YOUR GOAL:
Exactly repeat the line that contains "The resolver MUST return, for each instance of the white paper", then every line after it up to and including the final line.

TASK MATERIAL:
- - -
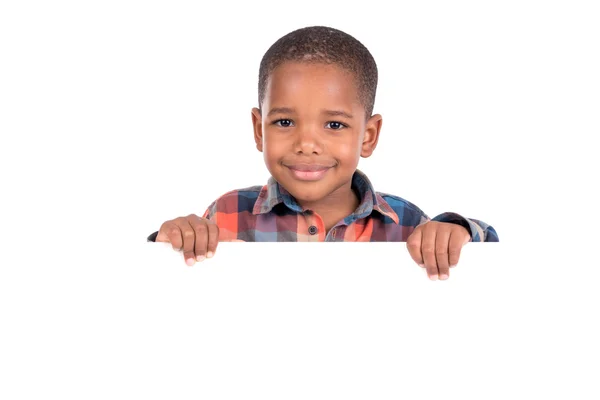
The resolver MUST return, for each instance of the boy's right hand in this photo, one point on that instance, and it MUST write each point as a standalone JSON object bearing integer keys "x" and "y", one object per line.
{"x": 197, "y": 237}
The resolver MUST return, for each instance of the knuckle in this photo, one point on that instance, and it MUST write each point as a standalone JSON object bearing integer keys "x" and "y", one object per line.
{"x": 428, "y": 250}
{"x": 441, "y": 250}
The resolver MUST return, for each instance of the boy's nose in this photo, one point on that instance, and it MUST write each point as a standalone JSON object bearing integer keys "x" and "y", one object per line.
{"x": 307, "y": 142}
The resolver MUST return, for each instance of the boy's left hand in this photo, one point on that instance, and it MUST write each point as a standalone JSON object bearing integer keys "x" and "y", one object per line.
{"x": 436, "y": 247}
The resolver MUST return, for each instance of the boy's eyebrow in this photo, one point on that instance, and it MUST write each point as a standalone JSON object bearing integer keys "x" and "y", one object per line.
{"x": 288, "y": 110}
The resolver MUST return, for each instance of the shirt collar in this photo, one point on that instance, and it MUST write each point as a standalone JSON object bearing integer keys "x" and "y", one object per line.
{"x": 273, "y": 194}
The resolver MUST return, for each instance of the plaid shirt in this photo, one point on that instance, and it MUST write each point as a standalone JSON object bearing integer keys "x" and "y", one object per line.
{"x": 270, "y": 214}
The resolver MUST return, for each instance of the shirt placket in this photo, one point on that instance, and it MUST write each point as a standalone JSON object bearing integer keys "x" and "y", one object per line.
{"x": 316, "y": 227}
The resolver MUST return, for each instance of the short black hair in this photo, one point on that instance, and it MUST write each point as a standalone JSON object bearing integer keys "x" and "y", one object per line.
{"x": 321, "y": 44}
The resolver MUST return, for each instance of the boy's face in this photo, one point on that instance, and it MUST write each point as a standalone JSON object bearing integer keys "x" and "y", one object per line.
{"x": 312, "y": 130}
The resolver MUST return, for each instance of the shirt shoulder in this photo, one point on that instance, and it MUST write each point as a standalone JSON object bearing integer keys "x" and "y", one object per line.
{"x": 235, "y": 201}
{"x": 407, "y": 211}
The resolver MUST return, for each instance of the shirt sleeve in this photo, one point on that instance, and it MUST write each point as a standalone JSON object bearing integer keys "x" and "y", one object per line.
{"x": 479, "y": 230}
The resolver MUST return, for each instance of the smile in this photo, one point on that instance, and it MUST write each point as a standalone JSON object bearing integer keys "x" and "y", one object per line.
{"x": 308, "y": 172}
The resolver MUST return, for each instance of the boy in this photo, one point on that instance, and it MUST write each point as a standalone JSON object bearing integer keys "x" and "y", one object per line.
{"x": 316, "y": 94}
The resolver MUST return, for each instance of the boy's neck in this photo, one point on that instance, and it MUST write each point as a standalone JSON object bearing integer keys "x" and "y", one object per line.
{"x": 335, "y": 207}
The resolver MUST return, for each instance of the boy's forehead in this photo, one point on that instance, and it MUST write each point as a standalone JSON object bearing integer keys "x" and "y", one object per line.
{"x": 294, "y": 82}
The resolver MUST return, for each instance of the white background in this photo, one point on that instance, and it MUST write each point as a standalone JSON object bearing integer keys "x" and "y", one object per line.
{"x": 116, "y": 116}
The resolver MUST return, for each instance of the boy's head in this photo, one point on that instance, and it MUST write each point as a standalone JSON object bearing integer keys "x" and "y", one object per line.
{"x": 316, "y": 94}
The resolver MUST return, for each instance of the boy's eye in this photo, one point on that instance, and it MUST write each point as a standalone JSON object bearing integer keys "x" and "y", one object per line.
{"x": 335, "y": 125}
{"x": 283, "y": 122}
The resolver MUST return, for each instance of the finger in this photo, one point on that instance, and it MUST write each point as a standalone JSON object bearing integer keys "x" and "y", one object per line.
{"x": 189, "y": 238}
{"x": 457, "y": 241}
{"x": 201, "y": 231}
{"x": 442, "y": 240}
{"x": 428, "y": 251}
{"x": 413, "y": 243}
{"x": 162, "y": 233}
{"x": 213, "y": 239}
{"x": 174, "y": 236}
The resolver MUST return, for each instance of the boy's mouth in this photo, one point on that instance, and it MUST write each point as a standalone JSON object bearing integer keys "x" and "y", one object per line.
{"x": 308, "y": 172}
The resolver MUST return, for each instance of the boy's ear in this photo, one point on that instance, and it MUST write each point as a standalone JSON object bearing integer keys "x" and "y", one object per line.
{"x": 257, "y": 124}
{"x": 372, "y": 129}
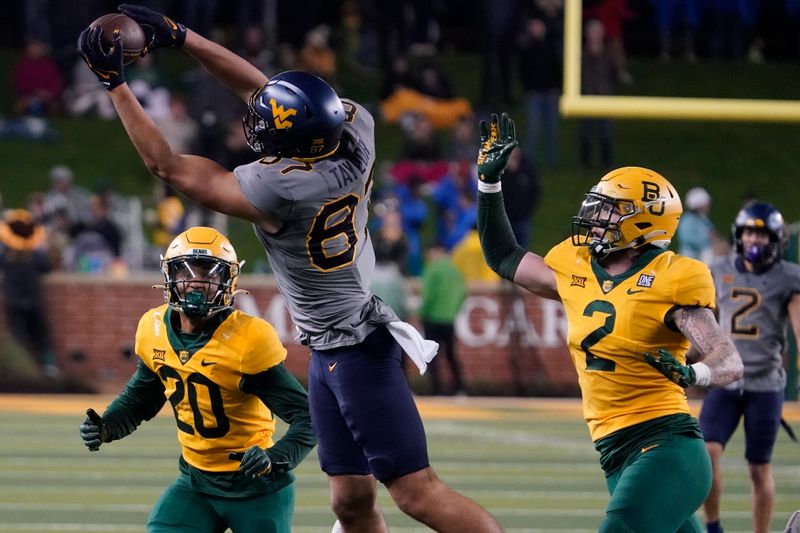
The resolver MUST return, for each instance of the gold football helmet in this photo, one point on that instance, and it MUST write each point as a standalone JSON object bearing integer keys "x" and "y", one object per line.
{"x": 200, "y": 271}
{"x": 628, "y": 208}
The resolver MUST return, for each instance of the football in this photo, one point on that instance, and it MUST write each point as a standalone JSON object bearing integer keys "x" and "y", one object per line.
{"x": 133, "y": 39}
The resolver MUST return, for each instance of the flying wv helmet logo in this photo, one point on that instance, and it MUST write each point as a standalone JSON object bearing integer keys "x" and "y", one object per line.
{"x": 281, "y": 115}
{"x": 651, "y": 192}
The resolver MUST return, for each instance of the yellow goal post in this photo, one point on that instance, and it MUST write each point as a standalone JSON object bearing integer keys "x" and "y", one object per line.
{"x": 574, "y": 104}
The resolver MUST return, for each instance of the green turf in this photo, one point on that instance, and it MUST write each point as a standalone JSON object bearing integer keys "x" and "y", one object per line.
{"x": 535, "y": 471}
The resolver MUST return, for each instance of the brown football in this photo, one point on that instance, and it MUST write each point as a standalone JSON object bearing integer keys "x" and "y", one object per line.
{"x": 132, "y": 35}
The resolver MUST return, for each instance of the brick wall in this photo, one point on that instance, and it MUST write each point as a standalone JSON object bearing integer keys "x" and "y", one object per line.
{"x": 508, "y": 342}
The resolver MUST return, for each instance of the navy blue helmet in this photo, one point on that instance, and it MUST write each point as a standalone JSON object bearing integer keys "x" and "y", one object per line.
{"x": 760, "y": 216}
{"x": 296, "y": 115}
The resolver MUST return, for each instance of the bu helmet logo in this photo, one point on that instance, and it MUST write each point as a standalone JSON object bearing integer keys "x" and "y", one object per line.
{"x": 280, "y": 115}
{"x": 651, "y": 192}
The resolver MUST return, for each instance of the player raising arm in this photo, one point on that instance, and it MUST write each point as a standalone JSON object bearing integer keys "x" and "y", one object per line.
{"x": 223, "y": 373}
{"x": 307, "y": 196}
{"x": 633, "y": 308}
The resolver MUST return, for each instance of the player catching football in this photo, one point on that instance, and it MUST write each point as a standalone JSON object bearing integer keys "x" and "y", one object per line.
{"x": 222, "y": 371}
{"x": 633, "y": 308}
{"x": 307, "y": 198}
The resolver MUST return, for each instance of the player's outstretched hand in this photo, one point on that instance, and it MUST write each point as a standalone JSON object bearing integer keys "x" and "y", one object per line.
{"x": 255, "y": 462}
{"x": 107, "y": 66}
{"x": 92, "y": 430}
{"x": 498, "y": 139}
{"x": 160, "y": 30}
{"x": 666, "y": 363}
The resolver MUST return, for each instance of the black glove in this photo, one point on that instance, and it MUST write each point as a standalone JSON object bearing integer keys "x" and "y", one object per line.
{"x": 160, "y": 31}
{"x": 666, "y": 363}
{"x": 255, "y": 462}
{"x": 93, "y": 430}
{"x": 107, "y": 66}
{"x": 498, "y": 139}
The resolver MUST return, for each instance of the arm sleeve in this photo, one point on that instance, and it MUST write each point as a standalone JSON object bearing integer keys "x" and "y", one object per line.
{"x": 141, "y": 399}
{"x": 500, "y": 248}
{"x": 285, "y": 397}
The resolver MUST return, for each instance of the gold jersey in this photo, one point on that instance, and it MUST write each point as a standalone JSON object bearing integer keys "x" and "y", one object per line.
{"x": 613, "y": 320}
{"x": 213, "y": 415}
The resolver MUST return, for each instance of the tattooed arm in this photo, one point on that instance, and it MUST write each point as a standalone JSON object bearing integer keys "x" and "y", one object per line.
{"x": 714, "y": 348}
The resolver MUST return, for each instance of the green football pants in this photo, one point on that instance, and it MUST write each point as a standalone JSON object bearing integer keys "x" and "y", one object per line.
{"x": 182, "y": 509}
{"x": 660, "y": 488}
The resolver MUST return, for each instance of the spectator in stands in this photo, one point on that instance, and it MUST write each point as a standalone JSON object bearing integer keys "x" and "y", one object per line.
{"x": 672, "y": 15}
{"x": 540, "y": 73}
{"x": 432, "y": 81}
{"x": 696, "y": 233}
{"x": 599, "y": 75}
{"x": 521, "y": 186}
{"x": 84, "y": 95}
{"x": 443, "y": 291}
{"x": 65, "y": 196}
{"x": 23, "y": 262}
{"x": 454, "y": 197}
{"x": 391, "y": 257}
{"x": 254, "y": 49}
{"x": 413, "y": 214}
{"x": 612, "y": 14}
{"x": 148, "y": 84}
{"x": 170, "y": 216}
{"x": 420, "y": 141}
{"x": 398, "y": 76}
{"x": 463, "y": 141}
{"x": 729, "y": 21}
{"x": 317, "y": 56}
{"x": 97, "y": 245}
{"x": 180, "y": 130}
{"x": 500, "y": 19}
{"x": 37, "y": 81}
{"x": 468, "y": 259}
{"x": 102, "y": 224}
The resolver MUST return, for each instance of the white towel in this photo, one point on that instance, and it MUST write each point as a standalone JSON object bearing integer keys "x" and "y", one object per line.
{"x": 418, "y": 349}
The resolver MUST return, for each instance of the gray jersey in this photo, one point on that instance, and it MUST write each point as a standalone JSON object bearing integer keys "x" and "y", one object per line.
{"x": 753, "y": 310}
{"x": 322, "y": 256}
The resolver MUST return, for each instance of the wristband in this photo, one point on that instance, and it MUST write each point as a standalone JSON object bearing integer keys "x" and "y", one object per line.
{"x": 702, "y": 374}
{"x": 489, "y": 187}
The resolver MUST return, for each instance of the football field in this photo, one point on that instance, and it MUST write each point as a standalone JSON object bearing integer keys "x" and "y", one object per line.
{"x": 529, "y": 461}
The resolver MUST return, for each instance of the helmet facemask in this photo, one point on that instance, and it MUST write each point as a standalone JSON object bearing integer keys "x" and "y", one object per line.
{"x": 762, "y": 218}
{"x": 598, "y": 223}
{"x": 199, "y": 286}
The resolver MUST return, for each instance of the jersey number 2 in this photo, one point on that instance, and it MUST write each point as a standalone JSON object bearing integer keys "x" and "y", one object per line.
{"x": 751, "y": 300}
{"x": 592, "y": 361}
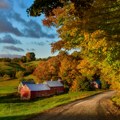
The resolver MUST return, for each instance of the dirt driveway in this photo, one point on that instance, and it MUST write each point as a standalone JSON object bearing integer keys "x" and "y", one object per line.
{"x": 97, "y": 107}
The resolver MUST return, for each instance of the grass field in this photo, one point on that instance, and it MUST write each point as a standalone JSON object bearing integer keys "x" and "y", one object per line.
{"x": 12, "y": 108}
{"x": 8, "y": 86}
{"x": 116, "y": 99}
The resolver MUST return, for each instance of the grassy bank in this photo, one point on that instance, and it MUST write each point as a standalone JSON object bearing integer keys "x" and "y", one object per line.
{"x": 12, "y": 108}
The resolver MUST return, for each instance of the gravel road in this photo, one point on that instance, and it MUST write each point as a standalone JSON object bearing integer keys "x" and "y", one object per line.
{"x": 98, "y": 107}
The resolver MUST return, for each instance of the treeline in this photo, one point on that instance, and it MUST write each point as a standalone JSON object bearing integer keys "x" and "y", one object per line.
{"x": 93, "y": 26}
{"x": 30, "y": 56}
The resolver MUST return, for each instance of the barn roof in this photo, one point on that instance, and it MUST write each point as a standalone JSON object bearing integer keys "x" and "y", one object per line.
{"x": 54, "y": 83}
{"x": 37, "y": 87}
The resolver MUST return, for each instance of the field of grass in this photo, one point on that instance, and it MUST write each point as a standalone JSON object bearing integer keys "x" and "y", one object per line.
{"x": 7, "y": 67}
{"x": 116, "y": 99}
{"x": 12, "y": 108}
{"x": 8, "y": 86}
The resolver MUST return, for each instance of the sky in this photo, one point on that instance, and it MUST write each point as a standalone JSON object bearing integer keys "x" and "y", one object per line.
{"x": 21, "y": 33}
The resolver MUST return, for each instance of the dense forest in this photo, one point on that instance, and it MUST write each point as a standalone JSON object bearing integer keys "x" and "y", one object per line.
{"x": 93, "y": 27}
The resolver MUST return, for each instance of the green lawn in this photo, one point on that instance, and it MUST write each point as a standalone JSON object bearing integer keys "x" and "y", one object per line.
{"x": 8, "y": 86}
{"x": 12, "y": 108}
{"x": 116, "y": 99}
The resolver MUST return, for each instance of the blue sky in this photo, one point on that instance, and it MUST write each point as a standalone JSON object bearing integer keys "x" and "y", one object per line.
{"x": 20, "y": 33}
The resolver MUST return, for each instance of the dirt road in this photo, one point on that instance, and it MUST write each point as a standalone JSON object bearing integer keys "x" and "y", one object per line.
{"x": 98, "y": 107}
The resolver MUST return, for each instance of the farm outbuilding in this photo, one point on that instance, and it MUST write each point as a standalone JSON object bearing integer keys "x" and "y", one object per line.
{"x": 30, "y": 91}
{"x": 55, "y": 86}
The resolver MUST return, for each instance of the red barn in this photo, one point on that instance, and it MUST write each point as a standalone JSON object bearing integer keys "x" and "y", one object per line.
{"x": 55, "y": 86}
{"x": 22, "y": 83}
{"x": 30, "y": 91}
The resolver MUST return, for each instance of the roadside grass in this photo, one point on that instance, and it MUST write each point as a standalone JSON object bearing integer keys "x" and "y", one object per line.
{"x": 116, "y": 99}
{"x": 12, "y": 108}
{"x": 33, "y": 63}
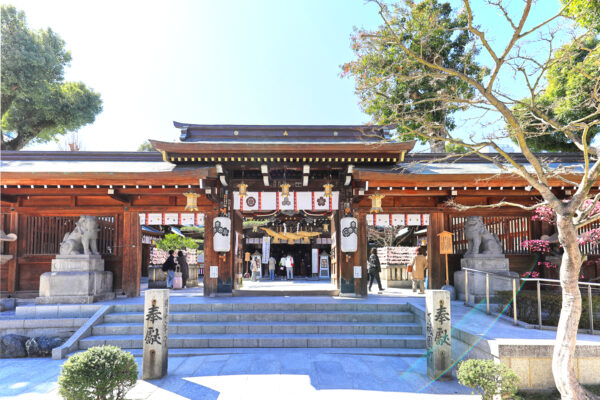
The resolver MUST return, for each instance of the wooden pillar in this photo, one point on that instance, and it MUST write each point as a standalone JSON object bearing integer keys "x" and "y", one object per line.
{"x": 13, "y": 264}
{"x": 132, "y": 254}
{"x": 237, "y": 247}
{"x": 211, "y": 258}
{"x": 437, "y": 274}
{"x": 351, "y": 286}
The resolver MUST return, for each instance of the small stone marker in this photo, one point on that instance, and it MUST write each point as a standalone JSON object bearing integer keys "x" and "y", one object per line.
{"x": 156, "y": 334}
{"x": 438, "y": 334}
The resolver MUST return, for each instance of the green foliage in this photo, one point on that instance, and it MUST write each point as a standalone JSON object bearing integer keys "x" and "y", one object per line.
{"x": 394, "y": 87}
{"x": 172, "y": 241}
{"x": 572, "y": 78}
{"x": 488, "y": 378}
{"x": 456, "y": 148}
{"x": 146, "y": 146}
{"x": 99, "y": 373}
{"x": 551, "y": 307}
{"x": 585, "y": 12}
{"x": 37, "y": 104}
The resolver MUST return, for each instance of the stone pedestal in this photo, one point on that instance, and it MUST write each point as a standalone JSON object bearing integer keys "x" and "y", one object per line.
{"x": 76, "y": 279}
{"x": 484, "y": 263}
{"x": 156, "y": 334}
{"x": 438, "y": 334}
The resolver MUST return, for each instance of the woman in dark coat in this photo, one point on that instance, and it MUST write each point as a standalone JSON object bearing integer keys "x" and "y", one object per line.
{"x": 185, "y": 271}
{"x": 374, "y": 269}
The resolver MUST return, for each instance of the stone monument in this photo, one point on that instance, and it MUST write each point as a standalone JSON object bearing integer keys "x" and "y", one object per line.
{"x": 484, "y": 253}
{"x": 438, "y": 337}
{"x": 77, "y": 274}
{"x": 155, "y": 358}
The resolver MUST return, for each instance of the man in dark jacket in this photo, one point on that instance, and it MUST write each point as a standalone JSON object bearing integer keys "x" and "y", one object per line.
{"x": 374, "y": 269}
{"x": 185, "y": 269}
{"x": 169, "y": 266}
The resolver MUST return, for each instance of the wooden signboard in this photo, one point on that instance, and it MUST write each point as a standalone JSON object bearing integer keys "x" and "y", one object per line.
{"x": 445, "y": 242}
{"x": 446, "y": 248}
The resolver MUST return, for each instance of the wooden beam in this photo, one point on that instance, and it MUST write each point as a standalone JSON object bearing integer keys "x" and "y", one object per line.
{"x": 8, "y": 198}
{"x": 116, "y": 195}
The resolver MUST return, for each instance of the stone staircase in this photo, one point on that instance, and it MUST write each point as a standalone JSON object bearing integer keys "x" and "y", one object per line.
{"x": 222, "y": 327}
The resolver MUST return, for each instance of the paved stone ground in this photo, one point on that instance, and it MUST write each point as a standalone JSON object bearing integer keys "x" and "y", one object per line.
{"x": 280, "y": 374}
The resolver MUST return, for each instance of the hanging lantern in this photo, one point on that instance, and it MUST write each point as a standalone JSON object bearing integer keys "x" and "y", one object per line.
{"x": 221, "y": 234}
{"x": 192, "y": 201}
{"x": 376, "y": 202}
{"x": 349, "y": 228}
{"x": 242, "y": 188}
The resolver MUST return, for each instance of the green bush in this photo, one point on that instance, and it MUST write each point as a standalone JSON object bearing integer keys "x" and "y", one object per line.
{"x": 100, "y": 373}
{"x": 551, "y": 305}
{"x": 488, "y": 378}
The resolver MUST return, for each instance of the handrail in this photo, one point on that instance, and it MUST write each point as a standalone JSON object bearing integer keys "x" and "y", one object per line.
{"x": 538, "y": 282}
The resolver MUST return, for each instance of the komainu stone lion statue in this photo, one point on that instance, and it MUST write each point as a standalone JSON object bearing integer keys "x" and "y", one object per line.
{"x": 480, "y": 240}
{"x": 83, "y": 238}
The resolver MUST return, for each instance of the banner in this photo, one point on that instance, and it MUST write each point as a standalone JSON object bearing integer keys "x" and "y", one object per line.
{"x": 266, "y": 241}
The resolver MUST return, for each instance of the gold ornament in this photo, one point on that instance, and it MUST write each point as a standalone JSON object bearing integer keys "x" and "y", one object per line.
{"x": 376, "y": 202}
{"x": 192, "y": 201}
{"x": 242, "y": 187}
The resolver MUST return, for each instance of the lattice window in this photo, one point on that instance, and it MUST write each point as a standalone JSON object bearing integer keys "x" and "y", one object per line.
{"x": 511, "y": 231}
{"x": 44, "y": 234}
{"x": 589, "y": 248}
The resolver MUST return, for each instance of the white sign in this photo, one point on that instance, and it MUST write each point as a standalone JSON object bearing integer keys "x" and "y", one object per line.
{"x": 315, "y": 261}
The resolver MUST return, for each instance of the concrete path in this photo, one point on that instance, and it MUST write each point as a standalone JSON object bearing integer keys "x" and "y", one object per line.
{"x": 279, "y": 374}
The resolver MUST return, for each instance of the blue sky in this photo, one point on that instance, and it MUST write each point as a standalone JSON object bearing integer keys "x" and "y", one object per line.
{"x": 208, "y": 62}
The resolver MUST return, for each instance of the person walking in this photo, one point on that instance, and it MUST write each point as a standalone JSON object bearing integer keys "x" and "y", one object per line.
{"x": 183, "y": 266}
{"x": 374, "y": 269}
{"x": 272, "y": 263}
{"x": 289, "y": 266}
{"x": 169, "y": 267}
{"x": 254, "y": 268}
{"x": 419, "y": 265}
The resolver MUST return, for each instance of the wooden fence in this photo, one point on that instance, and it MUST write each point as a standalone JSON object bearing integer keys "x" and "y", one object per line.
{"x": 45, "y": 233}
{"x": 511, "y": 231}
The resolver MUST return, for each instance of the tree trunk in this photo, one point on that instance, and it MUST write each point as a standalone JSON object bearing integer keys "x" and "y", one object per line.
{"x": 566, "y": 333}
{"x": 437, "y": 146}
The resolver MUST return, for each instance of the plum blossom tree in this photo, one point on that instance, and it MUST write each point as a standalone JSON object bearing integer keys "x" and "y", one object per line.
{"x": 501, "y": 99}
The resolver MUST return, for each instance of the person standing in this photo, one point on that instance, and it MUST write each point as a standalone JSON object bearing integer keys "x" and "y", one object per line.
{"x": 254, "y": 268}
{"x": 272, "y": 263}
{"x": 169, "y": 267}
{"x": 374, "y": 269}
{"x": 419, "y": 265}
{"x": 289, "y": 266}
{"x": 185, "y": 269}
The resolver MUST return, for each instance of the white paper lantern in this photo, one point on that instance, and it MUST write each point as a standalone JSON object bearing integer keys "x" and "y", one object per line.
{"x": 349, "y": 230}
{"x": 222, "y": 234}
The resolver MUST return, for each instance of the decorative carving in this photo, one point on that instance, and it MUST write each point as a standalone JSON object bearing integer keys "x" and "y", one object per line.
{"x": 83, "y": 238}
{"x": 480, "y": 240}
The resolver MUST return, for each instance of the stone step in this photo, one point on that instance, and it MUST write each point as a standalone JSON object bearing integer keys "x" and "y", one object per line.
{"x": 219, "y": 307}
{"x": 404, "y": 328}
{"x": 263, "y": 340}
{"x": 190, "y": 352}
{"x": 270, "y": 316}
- - -
COMPLETE ANSWER:
The resolver MUST return, for each instance of the white paper lantern in this photo, one point on that instance, and it MUST write each point as a standalone JSON object bearing integer keys "x" and "y", one object per line.
{"x": 349, "y": 230}
{"x": 222, "y": 234}
The resolver MUST return, for each instance of the decorative carving in this photo, one point on that instance, and it MUST write each point as a standalone JSON object bearing integer keys "x" and "y", one object per line.
{"x": 83, "y": 238}
{"x": 480, "y": 240}
The resolver MUST return, for each instance of the stone step in this photo, one point on that instance, and it MUST write each point as a standalone JSON object bearing integer keys "x" and "y", one object per line.
{"x": 219, "y": 307}
{"x": 404, "y": 328}
{"x": 263, "y": 340}
{"x": 190, "y": 352}
{"x": 270, "y": 316}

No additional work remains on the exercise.